## EXERCISE TASK A:
From the portfolio excerpt below, list every allocation category shown in its table, with the percentage given for each.

-.-.-

Most wealth managers and mutual funds stick to a very disciplined and specific approach, hoping they will beat the market. The problem is that it doesn’t allow for a manager’s expertise in certain areas to make a difference.
But you don’t have any such problem, and neither do I.
The “Special Situations” part of our Core Portfolio allows the investor to address a given company that he has specific knowledge about in some way. Perhaps the investor is a debt collector, so he knows about debt stocks. Or maybe he is a member of the trade association of auto parts suppliers. Or maybe he has just followed a company for years and years and sees something few others might not.
These situations usually involve some form of speculation — the stock might either go bankrupt or to the moon. It might involve a turnaround. It might be a screaming short.
|Large-Cap Value||15%||Midcap Growth||4%|
|International/Emerging Market||15%||Midcap Value||4%|
|Special Situations||10%||Small-Cap Value||4%|
Best Buy (BBY) is one such example. The company is in the midst of a turnaround. Some people think it’ll work. I happen to think it will fail. For instance, why would I care about Best Buy’s online sales strategy? Amazon (AMZN) can afford to beat it every time, which is why Best Buy’s promise to match online pricing in its stores is crazy — it destroys margins by offering online pricing while paying the same expenses it always did as a brick and mortar operation. Free cash flow has gone negative. However, it isn’t quite time to short, so it’s on my core portfolio’s special situations watchlist. When it’s ready, watch out.

-.-.-

## EXERCISE TASK B:
Pick out every line of the records below that contains the word "gravel", and copy each one.

-.-.-

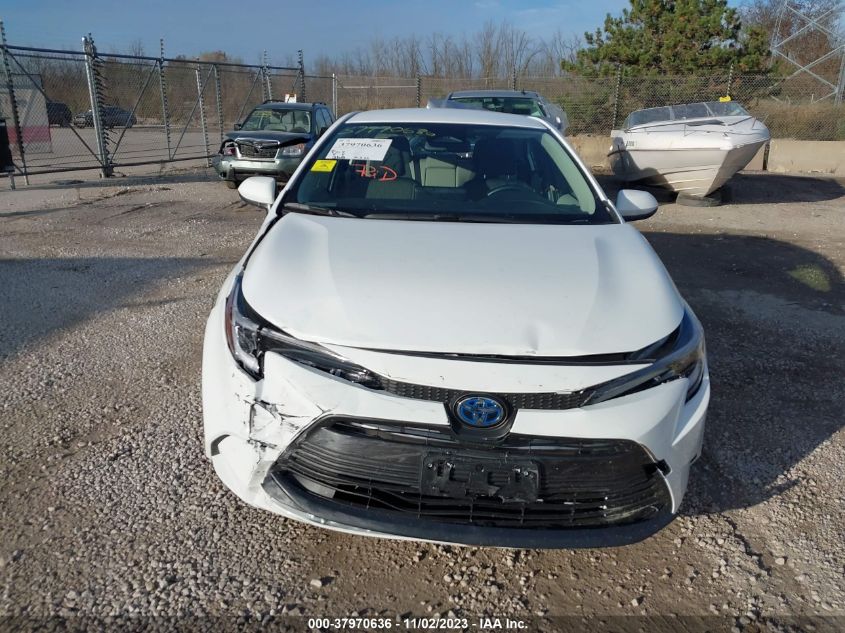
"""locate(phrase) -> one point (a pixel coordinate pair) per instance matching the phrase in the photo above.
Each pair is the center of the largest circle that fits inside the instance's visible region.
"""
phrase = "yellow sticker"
(323, 165)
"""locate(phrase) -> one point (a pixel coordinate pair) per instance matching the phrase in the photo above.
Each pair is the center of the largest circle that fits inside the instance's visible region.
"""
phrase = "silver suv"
(513, 102)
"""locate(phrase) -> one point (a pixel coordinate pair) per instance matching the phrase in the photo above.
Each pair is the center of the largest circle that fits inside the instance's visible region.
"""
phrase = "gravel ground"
(111, 509)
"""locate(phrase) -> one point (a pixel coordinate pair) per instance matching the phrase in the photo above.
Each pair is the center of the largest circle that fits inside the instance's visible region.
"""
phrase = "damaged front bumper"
(235, 168)
(253, 430)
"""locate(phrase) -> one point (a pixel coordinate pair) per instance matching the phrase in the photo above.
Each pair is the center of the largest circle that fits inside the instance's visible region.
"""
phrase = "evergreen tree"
(664, 36)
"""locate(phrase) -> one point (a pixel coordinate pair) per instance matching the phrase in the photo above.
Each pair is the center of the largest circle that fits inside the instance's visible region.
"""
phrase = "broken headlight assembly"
(228, 149)
(293, 150)
(679, 355)
(249, 337)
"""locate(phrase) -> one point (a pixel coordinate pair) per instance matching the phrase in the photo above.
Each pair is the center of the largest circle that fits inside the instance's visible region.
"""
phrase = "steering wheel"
(506, 187)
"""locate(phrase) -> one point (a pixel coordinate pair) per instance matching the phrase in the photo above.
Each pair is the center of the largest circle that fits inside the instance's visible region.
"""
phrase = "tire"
(712, 200)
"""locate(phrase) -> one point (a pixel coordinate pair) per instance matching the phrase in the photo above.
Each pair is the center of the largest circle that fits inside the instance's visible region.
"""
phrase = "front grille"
(250, 151)
(385, 468)
(545, 400)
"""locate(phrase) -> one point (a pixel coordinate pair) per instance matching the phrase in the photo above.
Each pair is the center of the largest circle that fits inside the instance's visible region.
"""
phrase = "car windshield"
(278, 120)
(509, 105)
(449, 172)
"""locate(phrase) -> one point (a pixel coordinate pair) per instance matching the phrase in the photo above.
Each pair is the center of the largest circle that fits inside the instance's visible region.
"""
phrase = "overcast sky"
(245, 27)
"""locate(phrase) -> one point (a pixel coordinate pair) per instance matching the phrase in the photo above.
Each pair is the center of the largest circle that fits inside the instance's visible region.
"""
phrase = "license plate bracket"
(461, 477)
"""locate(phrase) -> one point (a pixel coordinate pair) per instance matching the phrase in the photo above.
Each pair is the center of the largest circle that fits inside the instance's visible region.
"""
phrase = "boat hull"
(690, 157)
(694, 172)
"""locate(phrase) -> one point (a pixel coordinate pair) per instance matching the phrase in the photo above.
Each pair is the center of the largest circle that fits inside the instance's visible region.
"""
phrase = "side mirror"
(259, 191)
(633, 204)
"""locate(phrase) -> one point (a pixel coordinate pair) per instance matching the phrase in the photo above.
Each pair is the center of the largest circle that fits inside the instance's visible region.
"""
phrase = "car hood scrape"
(503, 289)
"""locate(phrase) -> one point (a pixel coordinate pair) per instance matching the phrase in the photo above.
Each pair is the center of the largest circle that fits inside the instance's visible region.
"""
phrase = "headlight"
(293, 150)
(249, 337)
(680, 355)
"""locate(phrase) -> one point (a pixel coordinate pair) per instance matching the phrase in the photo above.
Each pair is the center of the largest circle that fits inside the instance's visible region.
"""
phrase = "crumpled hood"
(509, 289)
(285, 138)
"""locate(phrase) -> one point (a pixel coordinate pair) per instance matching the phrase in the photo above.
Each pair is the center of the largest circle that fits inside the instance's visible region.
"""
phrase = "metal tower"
(797, 20)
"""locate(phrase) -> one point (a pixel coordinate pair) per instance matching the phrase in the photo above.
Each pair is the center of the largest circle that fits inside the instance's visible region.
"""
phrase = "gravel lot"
(110, 508)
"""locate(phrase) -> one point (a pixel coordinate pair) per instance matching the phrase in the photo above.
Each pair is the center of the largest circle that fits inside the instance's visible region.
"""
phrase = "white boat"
(691, 149)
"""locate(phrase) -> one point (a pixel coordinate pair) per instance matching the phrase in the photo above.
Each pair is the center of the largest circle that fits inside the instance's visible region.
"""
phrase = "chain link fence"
(76, 110)
(72, 110)
(790, 107)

-.-.-

## TASK ANSWER A:
- Large-Cap Value: 15%
- Midcap Growth: 4%
- International/Emerging Market: 15%
- Midcap Value: 4%
- Special Situations: 10%
- Small-Cap Value: 4%

## TASK ANSWER B:
phrase = "gravel ground"
phrase = "gravel lot"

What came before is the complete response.